» SELECTED PASSAGE:
◆ ◆ ◆ ◆ ◆

When translators ask a terminologist for the meaning of a term, they will usually provide the subject matter and context of the word requiring translation. A term might have different translations in different domains, or even several translations within the same domain, depending on context, so this information is essential to the terminologist in order to decide which would be the most appropriate translation. The fact that the translation of a word may change with context is one of the most frustrating problems for translators working on machine translation. While a human has at his/her disposal the subject field and context of the term, when compiling a dictionary to be used by a machine translation system, the coders are faced with a problem. They know neither the exact domain of the text nor the particular context of the term in advance. Thus, since they can neither foresee in what context a word will appear nor to code all possibilities, it is not always easy to decide which meaning to include in the system dictionaries. Hence the problem is attacked on several fronts - one can use the most generally accepted
or the most frequent meaning as the default, and try to find other solutions for the exceptions. In this paper we are going to focus on the way one particular system solves the multiple meaning problem.
The system we will concentrate on is SYSTRAN, the MT system used by the European Commission. The SYSTRAN MT system was developed by PETER TOMA in the late 1950s and the European Commission acquired certain rights for it in 1976. Since then the CEC has added many language pair combinations, the
total now being 17 pairs, which provide translation from English into French, Italian, German, Dutch, Spanish, Portuguese and Greek; from French into English, German, Dutch, Italian and Spanish; from German into English and French; from Spanish into English and French; and from Greek into French. The development of English-Greek began in 1988 and that of Greek-French (which is available on a test basis) in
1993. Both pairs are co-funded by the Commission and the Greek government.
1 Description of the system
Before going into detail about how the Commission’s MT system resolves the problem of multiple meanings, we would like to provide some information about the structure of its dictionaries and the translation process followed. The system has two main types of dictionaries: Stem dictionary: This essentially contains entries coded independently
of their linguistic context. Stem dictionaries were initially bilingual but when the number of language pairs increased, a mono-source/multitarget approach was preferred. The Stem dictionary of each source language contains basic syntactic information on a word, information required for homograph resolution, syntactic and semantic codes and,
finally, its translation in all target languages of the system. Syntactic codes are used to specify the part of speech a word belongs to and help in the correct analysis of the source text. Semantic codes can be applied on any part of speech but are mostly used on nouns. They give a rough categorisation of the word or expression and are also mostly used during analysis. The ones most widely used are HUMANS and GROUPS. Other examples of semantic codes are CITIES, MONTHS, ANIMAL, PROPTY (property), COLOUR, etc. IDLS (idiom/limited semantics) dictionary: This contains expressions which determine the translation of a single word or an expression
according to the syntactic and semantic context it appears in. There are five types of entries which can appear in the IDLS dictionary. The most frequent ones are idiom replaces, SLS (Straight Limited Semantics) and CLS (Conditional Limited Semantics). Idiom replaces are usually prepositional, conjunctive or adverbial phrases such as with respect to, in order that and in the long run. Once an expression is coded as an idiom replace, it is treated as one word which has the advantage that the string is never misanalysed as having some other syntactic function and its meaning in the target language is easier to find. The SLS feature assists the coding of noun phrases (often technical terms) and facilitates the resolution of homographs by allowing developers to attach a different translation to some words when they appear in a certain string.

◆ ◆ ◆ ◆ ◆

» COMPLETE THE FOLLOWING:
1. Render this sentence from the SYSTRAN passage into Spanish: "Semantic codes can be applied on any part of speech but are mostly used on nouns."
2. Decide whether each statement agrees with the SYSTRAN passage, answering yes or no and quoting the words that settle it.
(a) The European Commission acquired certain rights for SYSTRAN in 1976.
(b) The Stem dictionaries have followed a mono-source/multitarget approach from the start.
(c) The English-Greek pair is co-funded by the Commission and the Greek government.
3. Answer these questions from the SYSTRAN passage.
(a) How many language pairs does the system now have in total?
(b) Which semantic codes are the most widely used?
(c) Which types of entry are the most frequent in the IDLS dictionary?
Rely only on the SYSTRAN passage when responding.

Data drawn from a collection
◆ ◆ ◆ ◆ ◆

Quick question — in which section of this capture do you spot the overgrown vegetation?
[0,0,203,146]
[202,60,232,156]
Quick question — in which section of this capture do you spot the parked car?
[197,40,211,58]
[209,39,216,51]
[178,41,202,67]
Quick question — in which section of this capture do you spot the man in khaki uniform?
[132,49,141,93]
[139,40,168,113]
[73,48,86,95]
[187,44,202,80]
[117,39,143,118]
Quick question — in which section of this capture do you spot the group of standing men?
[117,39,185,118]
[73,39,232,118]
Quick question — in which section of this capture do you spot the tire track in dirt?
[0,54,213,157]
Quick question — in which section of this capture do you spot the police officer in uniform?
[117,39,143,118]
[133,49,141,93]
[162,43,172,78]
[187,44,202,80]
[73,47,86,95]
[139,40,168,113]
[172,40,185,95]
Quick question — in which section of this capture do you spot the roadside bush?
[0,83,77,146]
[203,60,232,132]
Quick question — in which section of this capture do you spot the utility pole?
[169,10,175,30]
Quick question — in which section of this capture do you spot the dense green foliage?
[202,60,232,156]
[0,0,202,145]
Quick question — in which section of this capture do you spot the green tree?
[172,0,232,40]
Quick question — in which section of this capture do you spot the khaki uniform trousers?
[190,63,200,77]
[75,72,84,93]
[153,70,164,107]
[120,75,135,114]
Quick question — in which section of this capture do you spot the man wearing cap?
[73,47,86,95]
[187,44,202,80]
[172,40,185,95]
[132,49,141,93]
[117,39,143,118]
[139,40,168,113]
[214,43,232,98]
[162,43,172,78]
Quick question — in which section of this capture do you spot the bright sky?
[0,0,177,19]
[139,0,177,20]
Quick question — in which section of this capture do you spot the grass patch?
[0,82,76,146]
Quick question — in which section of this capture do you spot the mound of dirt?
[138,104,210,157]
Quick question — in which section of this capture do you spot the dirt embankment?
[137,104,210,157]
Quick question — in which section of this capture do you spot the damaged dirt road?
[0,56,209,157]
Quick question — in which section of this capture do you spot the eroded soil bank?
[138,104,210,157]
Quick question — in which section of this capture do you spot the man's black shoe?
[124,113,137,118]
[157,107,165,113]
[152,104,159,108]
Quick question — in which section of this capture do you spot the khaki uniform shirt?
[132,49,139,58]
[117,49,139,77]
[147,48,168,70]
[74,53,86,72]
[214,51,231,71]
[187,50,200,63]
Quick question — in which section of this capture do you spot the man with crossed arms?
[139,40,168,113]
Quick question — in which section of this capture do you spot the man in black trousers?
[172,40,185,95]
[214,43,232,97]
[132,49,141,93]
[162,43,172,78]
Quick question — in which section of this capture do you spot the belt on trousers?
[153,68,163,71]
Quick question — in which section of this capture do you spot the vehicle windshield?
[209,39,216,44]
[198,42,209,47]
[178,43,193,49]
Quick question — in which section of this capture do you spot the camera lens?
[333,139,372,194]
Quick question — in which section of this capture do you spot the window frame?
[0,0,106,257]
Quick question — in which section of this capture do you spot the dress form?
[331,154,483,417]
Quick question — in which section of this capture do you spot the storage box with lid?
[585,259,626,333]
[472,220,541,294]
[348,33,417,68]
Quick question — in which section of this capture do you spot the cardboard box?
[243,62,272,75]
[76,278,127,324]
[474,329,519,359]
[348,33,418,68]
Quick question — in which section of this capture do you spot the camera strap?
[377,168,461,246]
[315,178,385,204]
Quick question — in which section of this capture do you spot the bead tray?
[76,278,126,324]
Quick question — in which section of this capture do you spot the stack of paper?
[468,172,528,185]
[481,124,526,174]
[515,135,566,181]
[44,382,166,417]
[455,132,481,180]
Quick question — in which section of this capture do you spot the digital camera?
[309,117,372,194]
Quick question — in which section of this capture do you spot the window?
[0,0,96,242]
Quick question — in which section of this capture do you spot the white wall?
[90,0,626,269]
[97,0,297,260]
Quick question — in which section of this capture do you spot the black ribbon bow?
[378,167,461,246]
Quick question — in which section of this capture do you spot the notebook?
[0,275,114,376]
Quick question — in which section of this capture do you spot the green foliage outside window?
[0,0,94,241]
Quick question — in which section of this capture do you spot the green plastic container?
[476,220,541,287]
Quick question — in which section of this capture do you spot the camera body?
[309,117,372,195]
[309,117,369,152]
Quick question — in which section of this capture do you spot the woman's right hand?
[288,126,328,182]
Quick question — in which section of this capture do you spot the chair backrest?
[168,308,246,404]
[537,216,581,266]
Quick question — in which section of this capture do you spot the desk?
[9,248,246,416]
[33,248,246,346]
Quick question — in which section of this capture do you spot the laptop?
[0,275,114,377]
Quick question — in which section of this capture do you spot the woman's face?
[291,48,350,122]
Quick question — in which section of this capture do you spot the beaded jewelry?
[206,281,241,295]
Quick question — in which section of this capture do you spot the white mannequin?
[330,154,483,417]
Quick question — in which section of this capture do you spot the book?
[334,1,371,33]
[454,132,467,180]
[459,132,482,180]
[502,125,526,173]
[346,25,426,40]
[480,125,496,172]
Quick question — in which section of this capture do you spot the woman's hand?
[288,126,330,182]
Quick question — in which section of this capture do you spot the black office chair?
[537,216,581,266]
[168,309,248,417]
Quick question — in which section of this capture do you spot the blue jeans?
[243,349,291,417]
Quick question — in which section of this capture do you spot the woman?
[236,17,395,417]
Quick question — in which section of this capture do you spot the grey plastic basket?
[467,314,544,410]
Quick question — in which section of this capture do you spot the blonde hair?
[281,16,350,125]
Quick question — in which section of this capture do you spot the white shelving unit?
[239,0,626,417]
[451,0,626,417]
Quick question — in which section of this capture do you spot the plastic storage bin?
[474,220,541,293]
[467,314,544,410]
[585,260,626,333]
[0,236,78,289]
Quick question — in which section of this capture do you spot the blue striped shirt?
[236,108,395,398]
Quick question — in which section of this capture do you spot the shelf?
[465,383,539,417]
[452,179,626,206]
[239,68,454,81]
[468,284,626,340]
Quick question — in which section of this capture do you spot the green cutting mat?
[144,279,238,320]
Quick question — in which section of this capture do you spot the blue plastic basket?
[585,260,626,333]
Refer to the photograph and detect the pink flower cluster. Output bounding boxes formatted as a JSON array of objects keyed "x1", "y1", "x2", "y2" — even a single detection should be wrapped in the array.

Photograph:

◆ ◆ ◆ ◆ ◆

» SOLUTIONS BELOW:
1. Los códigos semánticos pueden aplicarse a cualquier categoría gramatical, pero se usan sobre todo en los sustantivos.

2.
(a) Yes: "the European Commission acquired certain rights for it in 1976"
(b) No: "Stem dictionaries were initially bilingual but when the number of language pairs increased, a mono-source/multitarget approach was preferred"
(c) Yes: "Both pairs are co-funded by the Commission and the Greek government."

3.
(a) 17 pairs.
(b) HUMANS and GROUPS.
(c) Idiom replaces, SLS (Straight Limited Semantics) and CLS (Conditional Limited Semantics).